* _TASKS TO CARRY OUT_:
[1] Answer these from the tutorial below on compiling C programs in Linux:
(a) Who developed the C language, and over what years?
(b) Under what file name is the "Hello World!" source file saved?
(c) What value does the first byte of that file have, and which character does it correspond to?
[2] Write the next part of the tutorial below on compiling C programs in Linux, starting right after its final sentence.

* _PASSAGE SHOWN_:
==*==

Steps to Compile and Execute C Program in Linux Using Gcc

Before talking of compiling and running C program in Linux let's see why C is so popular ever since it was created. He was the Dennis Ritchie who developed C language in 1969 to 1973. C was developed from the beginning as the system programming language for UNIX. Most of the UNIX kernel, and all of its supporting tools and libraries, were written in C. Initially, C was designed to implement the UNIX operating system. Later other folks found it useful for their programs without any hindrance, and they began using it. Even today, C is the first choice for system-level programming. This tutorial explains compilation and execution of C program is in detail.

Compile C Program in Linux - The Classic Hello World!

Kernighan and Ritchie (K & R) in their classic book on C programming language acquaint readers to C language by compiling and executing "Hello World!" C program as follows.

#include <stdio.h>
int main()
{
  printf("hello, world!\n");
}
 
/* helloworld.c */

To compile and run this C program every part of the system has to perform in concert. In order to compile above C program in Linux, we will start right from the creation of the program. The 'Hello World!' program starts its life as a source file which is created with help of a text editor and saved as helloworld.c. The helloworld.c program code is stored in a file as a sequence of bytes. Each byte has a value corresponding to some character. The first byte has the value 35 that corresponds to the character '#', for example. Likewise, the second byte has the integer value 105, which corresponds to the character 'i', and so on. The idea illustrates that all information in a system is represented as a bunch of bits.

==*==

* _DATA PROVIDED_:
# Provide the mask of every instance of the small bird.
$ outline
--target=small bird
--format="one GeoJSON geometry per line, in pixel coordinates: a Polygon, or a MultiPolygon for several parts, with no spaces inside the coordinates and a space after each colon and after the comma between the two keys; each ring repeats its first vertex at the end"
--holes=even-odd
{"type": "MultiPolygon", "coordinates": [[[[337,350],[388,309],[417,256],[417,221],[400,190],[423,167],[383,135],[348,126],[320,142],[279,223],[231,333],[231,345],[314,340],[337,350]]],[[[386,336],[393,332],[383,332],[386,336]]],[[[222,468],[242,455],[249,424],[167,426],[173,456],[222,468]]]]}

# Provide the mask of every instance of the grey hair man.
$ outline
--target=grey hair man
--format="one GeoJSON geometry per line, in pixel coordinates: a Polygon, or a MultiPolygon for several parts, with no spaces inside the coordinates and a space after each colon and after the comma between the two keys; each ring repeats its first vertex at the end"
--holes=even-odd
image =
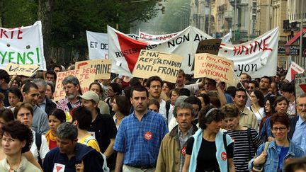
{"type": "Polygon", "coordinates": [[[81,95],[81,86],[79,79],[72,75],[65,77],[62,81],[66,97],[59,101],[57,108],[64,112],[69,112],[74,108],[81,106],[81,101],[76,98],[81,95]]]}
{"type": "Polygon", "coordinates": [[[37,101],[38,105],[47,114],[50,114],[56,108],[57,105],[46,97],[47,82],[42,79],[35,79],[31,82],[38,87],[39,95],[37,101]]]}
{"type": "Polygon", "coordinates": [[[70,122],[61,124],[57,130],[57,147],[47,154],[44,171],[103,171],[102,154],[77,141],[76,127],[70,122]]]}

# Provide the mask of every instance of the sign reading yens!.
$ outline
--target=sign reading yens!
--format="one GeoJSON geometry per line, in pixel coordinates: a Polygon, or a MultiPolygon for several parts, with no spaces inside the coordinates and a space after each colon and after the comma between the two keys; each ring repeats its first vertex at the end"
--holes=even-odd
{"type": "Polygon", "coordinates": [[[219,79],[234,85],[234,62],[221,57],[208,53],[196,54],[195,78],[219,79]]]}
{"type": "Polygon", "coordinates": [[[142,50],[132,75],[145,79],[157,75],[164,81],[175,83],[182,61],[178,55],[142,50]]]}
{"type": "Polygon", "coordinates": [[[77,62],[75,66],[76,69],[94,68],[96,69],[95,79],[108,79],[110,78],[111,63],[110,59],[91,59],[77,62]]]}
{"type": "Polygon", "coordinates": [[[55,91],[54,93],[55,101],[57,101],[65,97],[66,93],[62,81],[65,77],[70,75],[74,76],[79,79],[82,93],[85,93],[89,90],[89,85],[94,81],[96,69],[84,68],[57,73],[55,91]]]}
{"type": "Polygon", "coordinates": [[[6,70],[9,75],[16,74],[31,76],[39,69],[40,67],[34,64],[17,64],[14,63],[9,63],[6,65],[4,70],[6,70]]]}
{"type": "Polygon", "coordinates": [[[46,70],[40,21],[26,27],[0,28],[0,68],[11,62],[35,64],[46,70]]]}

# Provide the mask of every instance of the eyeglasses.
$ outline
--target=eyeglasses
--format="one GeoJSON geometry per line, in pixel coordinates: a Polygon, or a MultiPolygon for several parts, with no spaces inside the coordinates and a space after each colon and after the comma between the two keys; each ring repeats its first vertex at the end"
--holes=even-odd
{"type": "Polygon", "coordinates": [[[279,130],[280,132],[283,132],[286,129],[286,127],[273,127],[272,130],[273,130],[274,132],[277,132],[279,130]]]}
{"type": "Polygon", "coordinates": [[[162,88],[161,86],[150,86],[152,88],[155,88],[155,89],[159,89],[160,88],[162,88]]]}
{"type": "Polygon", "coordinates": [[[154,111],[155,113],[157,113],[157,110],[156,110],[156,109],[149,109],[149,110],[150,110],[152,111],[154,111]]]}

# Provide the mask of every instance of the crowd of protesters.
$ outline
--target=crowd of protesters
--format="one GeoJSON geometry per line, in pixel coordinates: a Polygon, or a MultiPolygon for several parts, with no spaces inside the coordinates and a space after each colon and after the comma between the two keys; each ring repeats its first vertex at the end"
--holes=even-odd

==*==

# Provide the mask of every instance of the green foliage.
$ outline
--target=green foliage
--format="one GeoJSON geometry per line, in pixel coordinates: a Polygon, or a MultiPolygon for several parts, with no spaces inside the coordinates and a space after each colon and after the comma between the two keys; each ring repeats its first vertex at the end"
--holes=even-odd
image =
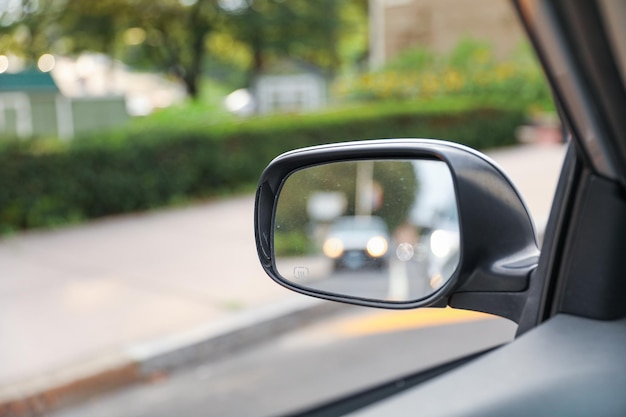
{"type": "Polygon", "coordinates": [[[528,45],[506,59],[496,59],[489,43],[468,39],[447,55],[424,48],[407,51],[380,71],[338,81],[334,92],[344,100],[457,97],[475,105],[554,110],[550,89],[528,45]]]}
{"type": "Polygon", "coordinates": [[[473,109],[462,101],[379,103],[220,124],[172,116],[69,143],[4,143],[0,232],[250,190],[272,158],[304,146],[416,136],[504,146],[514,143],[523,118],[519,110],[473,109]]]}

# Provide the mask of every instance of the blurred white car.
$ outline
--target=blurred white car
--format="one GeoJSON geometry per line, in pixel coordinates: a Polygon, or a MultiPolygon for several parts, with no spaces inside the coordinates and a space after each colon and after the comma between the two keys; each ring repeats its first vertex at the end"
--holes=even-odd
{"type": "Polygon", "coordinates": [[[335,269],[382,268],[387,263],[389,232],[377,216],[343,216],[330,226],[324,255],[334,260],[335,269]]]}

==*==

* _THE ANSWERS_:
[1]
(a) Dennis Ritchie, from 1969 to 1973.
(b) helloworld.c
(c) 35, which corresponds to the character '#'.

[2]
To compile and run the C program helloworld.c, all C statements must be translated individually into a sequence of instructions that a machine can understand. These instructions are then packaged in a form called executable object program. There are other programs which perform this task to get the program running. On a UNIX/Linux system, the translation from source code to object code (executable) is performed by a compiler driver. Here we will compile C program by gcc.

The following command (provided that gcc is installed on your Linux box) compiles C program helloworld.c and creates an executable file called helloworld. Don't forget to set appropriate permissions to helloworld.c, so that you won't get execute permission errors.

[root@host ~]# gcc helloworld.c -o helloworld

While compiling helloworld.c the gcc compiler reads the source file helloworld.cand translates it into an executable helloworld. The compilation is performed in four sequential phases by the compilation system (a collection of four programs - preprocessor, compiler, assembler, and linker).

Now, let's perform all four steps to compile and run C program one by one.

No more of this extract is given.